• HOW TO COMPLETE THIS TASK
Take the material below and extract the lines from the one with "[(65, 105)]" through the one with "[(46, 30), (82, 148)]", word for word, without pictures.

——

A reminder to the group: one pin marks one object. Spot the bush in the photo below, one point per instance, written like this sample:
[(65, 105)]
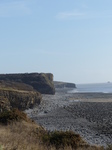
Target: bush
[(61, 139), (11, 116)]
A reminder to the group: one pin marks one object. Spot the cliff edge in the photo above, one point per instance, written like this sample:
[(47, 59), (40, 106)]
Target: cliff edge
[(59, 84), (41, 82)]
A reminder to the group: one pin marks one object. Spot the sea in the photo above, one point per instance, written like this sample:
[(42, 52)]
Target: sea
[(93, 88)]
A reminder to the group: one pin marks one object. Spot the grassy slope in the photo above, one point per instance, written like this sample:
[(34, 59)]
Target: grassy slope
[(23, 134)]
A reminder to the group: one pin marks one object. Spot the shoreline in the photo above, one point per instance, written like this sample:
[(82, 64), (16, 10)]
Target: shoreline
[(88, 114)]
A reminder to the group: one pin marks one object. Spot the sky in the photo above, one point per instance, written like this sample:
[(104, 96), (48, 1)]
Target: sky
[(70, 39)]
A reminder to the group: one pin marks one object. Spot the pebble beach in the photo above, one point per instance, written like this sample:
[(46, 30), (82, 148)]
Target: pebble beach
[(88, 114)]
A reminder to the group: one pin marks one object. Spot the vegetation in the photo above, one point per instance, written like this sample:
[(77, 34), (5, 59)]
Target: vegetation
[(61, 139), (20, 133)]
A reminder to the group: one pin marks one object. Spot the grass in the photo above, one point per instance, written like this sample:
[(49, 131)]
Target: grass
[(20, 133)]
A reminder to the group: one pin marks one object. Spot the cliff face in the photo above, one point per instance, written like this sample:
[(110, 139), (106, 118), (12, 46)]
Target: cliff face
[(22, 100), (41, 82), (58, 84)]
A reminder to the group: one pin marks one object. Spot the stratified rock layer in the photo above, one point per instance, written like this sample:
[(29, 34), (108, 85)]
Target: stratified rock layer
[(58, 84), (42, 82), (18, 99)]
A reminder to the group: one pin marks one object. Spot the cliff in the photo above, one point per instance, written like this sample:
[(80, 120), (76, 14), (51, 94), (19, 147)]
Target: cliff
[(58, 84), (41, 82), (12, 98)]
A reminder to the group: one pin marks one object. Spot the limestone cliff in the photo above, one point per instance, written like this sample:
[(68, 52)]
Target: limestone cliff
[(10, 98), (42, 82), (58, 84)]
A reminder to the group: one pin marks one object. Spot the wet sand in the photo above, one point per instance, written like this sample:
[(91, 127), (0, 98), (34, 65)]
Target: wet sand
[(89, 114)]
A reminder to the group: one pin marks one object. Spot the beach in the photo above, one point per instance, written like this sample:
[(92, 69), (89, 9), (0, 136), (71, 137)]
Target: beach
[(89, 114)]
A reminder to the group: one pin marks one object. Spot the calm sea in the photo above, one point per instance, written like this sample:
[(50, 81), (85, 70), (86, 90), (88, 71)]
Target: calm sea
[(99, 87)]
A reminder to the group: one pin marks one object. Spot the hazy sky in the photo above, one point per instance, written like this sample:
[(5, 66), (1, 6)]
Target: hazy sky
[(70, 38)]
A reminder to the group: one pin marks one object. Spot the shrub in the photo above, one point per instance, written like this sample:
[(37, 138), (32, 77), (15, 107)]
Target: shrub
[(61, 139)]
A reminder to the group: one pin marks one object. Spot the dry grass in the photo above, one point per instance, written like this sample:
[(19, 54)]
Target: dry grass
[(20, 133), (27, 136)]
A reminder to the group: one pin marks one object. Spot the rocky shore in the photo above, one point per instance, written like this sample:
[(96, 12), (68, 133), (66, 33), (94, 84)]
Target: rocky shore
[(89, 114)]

——

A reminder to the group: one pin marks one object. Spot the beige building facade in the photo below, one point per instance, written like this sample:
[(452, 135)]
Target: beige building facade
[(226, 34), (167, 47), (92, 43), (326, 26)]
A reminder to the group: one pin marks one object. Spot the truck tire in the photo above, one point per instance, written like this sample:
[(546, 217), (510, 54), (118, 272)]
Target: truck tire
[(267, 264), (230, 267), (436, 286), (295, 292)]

——

• YOUR RESPONSE
[(65, 105)]
Target: bush
[(61, 139), (11, 116)]
A reminder to the group: one pin marks one object. Spot the cliff edge in the photo above, one point per instance, written like this sample:
[(47, 59), (40, 106)]
Target: cliff edge
[(59, 84), (41, 82)]
A reminder to the group: one pin marks one object. Spot the sea in the photo above, one point per instance, written like this sample:
[(42, 52)]
Target: sea
[(93, 88)]
A reminder to the group: one pin marks one object. Spot the grassy slope in the photo above, one point per instance, written like this sample:
[(34, 59)]
Target: grassy slope
[(23, 134)]
A reminder to the group: one pin marks one object. Spot the shoreline in the photo above, one point per instance, written like this sample:
[(82, 64), (16, 10)]
Target: shoreline
[(88, 114)]
A reminder to the group: one pin marks one object. Spot the sky in the photo above, one point per instance, written like this sample:
[(104, 96), (48, 1)]
Target: sky
[(70, 39)]
A reminder to the group: one pin marks one object. Spot the pebble beach in the photo above, one point per instance, written like this sample:
[(46, 30), (82, 148)]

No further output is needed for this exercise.